SELECTED EXCERPT >>
%%
With tiny leaflets and bright yellow flowers with a red center, this native plant improves soil quality, provides food for pollinators and birds, and is a host plant for the caterpillars of several butterflies. And even more exciting – it has an interesting reaction to being touched.
If you want to attract butterflies using a low-maintenance plant, this is the plant to add to your butterfly garden.

Food For Pollinators
The bright yellow flowers of partridge pea (Chamaecrista fasciculata) produce nectar that is fed upon by ants, bees, wasps, flies, and even velvet ants. The flowers bloom in summer and persist through early fall.
Food and Cover for Birds & Mammals

True to its name, partridge pea produces a tiny seedpod that resembles a pea pod. The seeds in these pods are food for birds such as bobwhite quail, mallards, and songbirds.
Small mammals also eat the seedpods of partridge pea and deer will browse on the foliage in the summer and early fall. However, when eaten in large quantities, partridge pea can be toxic to livestock.
Partridge pea plants often grow in bunches and form a thicket of plants. These thickets provide a place to hide, rest, shelter, and nest for small mammals, waterfowl, songbirds, and quail.
Soil Improvements
Because partridge pea is a legume, its roots have small nodules that contain nitrogen-fixing rhizobia bacteria. These bacteria take nitrogen from the air and transform it into a form that the plant is able to use. The plant and the nitrogen-fixing bacteria form a symbiotic relationship – the plant receives nitrogen in a form that it can use, which helps it to grow, and the bacteria get energy and nutrients from the plant.
%%
Annotated photo localization data:
%%
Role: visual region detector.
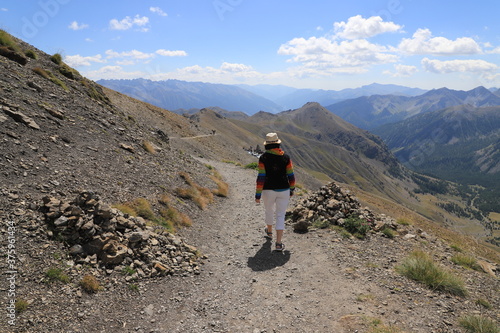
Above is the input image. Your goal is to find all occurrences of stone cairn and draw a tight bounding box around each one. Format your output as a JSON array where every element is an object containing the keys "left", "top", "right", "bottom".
[
  {"left": 41, "top": 192, "right": 200, "bottom": 277},
  {"left": 288, "top": 182, "right": 397, "bottom": 233}
]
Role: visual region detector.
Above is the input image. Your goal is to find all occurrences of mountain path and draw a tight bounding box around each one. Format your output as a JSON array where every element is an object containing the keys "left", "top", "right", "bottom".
[
  {"left": 70, "top": 160, "right": 492, "bottom": 333},
  {"left": 81, "top": 160, "right": 386, "bottom": 333}
]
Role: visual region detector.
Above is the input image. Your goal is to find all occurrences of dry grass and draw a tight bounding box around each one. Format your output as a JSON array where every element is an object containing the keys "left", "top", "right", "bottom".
[
  {"left": 33, "top": 67, "right": 69, "bottom": 91},
  {"left": 460, "top": 316, "right": 500, "bottom": 333},
  {"left": 396, "top": 251, "right": 467, "bottom": 296},
  {"left": 142, "top": 140, "right": 156, "bottom": 154},
  {"left": 113, "top": 198, "right": 175, "bottom": 232},
  {"left": 176, "top": 172, "right": 214, "bottom": 210}
]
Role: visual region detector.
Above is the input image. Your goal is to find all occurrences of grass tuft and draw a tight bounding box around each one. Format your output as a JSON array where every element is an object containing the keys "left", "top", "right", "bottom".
[
  {"left": 14, "top": 299, "right": 29, "bottom": 313},
  {"left": 451, "top": 254, "right": 481, "bottom": 271},
  {"left": 45, "top": 268, "right": 70, "bottom": 283},
  {"left": 50, "top": 53, "right": 63, "bottom": 65},
  {"left": 142, "top": 140, "right": 156, "bottom": 154},
  {"left": 33, "top": 67, "right": 69, "bottom": 91},
  {"left": 0, "top": 29, "right": 19, "bottom": 51},
  {"left": 396, "top": 251, "right": 467, "bottom": 296}
]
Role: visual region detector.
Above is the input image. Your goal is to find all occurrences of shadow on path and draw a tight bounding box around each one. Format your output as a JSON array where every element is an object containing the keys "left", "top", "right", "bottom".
[{"left": 248, "top": 239, "right": 290, "bottom": 271}]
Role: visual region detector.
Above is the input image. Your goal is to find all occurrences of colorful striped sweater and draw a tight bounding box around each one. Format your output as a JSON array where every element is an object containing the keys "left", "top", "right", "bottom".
[{"left": 255, "top": 148, "right": 295, "bottom": 199}]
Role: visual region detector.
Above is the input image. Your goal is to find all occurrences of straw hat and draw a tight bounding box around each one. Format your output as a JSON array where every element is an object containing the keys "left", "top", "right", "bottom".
[{"left": 264, "top": 133, "right": 281, "bottom": 145}]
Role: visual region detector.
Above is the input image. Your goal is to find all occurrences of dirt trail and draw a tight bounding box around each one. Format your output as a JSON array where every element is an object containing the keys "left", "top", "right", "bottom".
[
  {"left": 71, "top": 160, "right": 498, "bottom": 333},
  {"left": 126, "top": 161, "right": 382, "bottom": 332}
]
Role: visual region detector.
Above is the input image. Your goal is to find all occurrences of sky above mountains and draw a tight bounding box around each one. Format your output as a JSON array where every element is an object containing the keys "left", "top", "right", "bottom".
[{"left": 0, "top": 0, "right": 500, "bottom": 90}]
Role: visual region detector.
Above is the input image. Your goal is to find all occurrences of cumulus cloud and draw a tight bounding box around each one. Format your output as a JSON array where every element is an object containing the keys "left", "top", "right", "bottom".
[
  {"left": 421, "top": 58, "right": 498, "bottom": 74},
  {"left": 109, "top": 15, "right": 149, "bottom": 31},
  {"left": 155, "top": 49, "right": 187, "bottom": 57},
  {"left": 68, "top": 21, "right": 89, "bottom": 30},
  {"left": 220, "top": 62, "right": 253, "bottom": 73},
  {"left": 278, "top": 37, "right": 398, "bottom": 72},
  {"left": 64, "top": 54, "right": 106, "bottom": 67},
  {"left": 399, "top": 29, "right": 482, "bottom": 55},
  {"left": 105, "top": 50, "right": 155, "bottom": 60},
  {"left": 384, "top": 64, "right": 418, "bottom": 77},
  {"left": 333, "top": 15, "right": 403, "bottom": 39},
  {"left": 149, "top": 7, "right": 167, "bottom": 16}
]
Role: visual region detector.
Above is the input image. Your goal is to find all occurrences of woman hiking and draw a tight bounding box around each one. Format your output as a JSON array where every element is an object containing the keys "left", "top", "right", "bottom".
[{"left": 255, "top": 133, "right": 295, "bottom": 251}]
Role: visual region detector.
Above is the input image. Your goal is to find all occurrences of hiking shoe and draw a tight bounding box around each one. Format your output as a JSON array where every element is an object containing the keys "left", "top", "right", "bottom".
[{"left": 276, "top": 243, "right": 285, "bottom": 252}]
%%
PARTS OF THE EXERCISE >>
1/ Reproduce the passage from the partridge pea text, from "Small mammals also" to "toxic to livestock.".
2/ In the partridge pea text, when do the flowers bloom?
3/ Carry on the partridge pea text after its final sentence.

EXPECTED OUTPUTS >>
1/
Small mammals also eat the seedpods of partridge pea and deer will browse on the foliage in the summer and early fall. However, when eaten in large quantities, partridge pea can be toxic to livestock.

2/ They bloom in summer and persist through early fall.

3/
During the nitrogen fixation process, some of the nitrogen may leak in to the soil where other plants may use it. When the plant dies, the nitrogen is absorbed into the soil and made available for other plants.
Butterfly Host Plant
There are several butterflies that lay eggs on partridge pea. Their caterpillars will feed on the plant prior to metamorphosing into butterflies. The Cloudless Sulphur, Gray Hairstreak, Sleepy Orange, Ceraunas Blue, and Little Yellow caterpillars all feed on partridge pea.
Erosion Control
Since partridge pea colonizes soil quickly, it is sometimes used for erosion control along roadsides or streams.
Response to Being Touched
Partridge pea apparently doesn’t like to be touched! If you brush against the leaves, they will slowly close as if it is offended at being touched. It isn’t clear why the plant has this reaction, but one hypothesis is that it is a defense used against herbivores. If the leaves close up, an herbivore might be less likely to eat it.